### GIVEN TASK 1
Do the following statements agree with the Rickey Henderson article? For each, answer yes or no and quote the words of the article that decide it.
(a) Henderson broke Brock's single-season record of 118 stolen bases in 1982.
(b) Ty Cobb accumulated his American League record of 871 steals over 18 seasons.
(c) Henderson made his remarks about hoping nobody will ever catch him at the Athletics' training camp in Phoenix.

### EXTRACT PROVIDED
---------------

ROANOKE TIMES

                         Roanoke Times
                 Copyright (c) 1995, Landmark Communications, Inc.

DATE: THURSDAY, April 11, 1991                   TAG: 9104110197
SECTION: SPORTS                    PAGE: C1   EDITION: STATE 
SOURCE: HARVEY ARATON THE NEW YORK TIMES
DATELINE:                                 LENGTH: Long


STEALING HIS WAY TO HISTORY

Rickey Henderson is about to slide past Lou Brock again into baseball's record book. The overwhelming odds are that it will happen this week and that Henderson will go in head first.

The symbolism of the trademark Henderson arrival into a stolen base is inescapable. Henderson, from the time he walked into the Oakland Athletics' clubhouse as a rookie in 1979, has led with his mouth.

Years ago, still wearing his major-league diapers, he promised to break Brock's season stolen base record of 118. In 1982 he did, with 130. Base No. 119 was barely off the ground and into a trophy case when Henderson set his sights on Brock's mark of 938 for his career.

Now, here he is, one base shy of Brock's record (before Wednesday night) with 161 games to complete the job. He began Tuesday night by stealing one base in the Athletics' home opener against the Minnesota Twins.

Blink, and you'll risk missing the historic moment. Henderson works fast. It took him less than 12 full seasons to pass the American League record of 871 steals that Ty Cobb accumulated over 22 seasons. Brock played 18 seasons. The record long a foregone conclusion, Henderson is looking well beyond.

"You hope nobody will ever catch you," he said recently at the Athletics' training camp in Phoenix. "You don't know what'll happen in the future, but you try to put it out of reach, so that you can always remember that it's my record, that it will stand."

Cobb's season record of 96, set in 1915, stood for 47 years until Maury Wills passed it; his career mark held for 48. Cobb had the cooperation of the sport, which for three decades worshiped one offensive god, the home run. "Babe Ruth, 1927," said Wills, generally credited with reintroducing the steal as a fearsome weapon.

---------------

### GIVEN TASK 2
Can you repeat the lines of the entries below, from their first line through the line holding "even-odd rule for holes", both included? Leave the pictures out.

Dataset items

---------------

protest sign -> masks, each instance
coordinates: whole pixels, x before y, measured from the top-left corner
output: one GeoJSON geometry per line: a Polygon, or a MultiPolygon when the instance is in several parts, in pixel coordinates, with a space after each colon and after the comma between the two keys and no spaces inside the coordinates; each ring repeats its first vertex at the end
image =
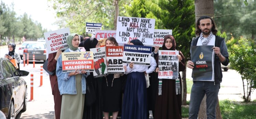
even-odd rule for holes
{"type": "Polygon", "coordinates": [[[160,47],[163,46],[164,38],[165,36],[172,35],[172,30],[155,29],[154,34],[154,45],[160,47]]]}
{"type": "Polygon", "coordinates": [[[87,33],[92,34],[96,30],[101,30],[101,24],[86,23],[85,29],[87,33]]]}
{"type": "Polygon", "coordinates": [[[125,44],[123,63],[149,66],[152,47],[125,44]]]}
{"type": "Polygon", "coordinates": [[[99,44],[100,45],[100,47],[103,47],[105,46],[105,43],[106,38],[103,38],[99,40],[99,44]]]}
{"type": "Polygon", "coordinates": [[[193,69],[193,81],[214,81],[213,77],[213,45],[195,46],[191,47],[191,61],[194,66],[193,69]]]}
{"type": "Polygon", "coordinates": [[[80,71],[93,71],[93,54],[92,52],[63,52],[62,72],[73,72],[76,69],[80,71]]]}
{"type": "Polygon", "coordinates": [[[116,38],[116,31],[114,30],[96,30],[95,31],[95,36],[93,38],[95,38],[98,40],[110,37],[116,38]]]}
{"type": "Polygon", "coordinates": [[[97,78],[107,75],[107,70],[106,61],[106,49],[105,47],[91,48],[91,51],[93,52],[94,65],[93,77],[97,78]]]}
{"type": "Polygon", "coordinates": [[[127,43],[138,39],[144,45],[153,45],[155,19],[118,16],[116,28],[116,41],[127,43]]]}
{"type": "Polygon", "coordinates": [[[66,49],[68,47],[67,38],[70,34],[69,28],[44,33],[47,54],[57,52],[59,48],[66,49]]]}
{"type": "Polygon", "coordinates": [[[108,62],[107,72],[109,74],[125,74],[123,65],[123,46],[106,47],[107,60],[108,62]]]}
{"type": "Polygon", "coordinates": [[[176,79],[179,75],[179,51],[159,50],[158,78],[176,79]]]}
{"type": "Polygon", "coordinates": [[[85,52],[86,51],[84,47],[78,47],[78,49],[80,50],[81,52],[85,52]]]}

---------------

### COMPLETE ANSWER 1
(a) Yes: "In 1982 he did, with 130."
(b) No: "the American League record of 871 steals that Ty Cobb accumulated over 22 seasons."
(c) Yes: "he said recently at the Athletics' training camp in Phoenix."

### COMPLETE ANSWER 2
protest sign -> masks, each instance
coordinates: whole pixels, x before y, measured from the top-left corner
output: one GeoJSON geometry per line: a Polygon, or a MultiPolygon when the instance is in several parts, in pixel coordinates, with a space after each colon and after the comma between the two keys and no spaces inside the coordinates; each ring repeats its first vertex at the end
image =
even-odd rule for holes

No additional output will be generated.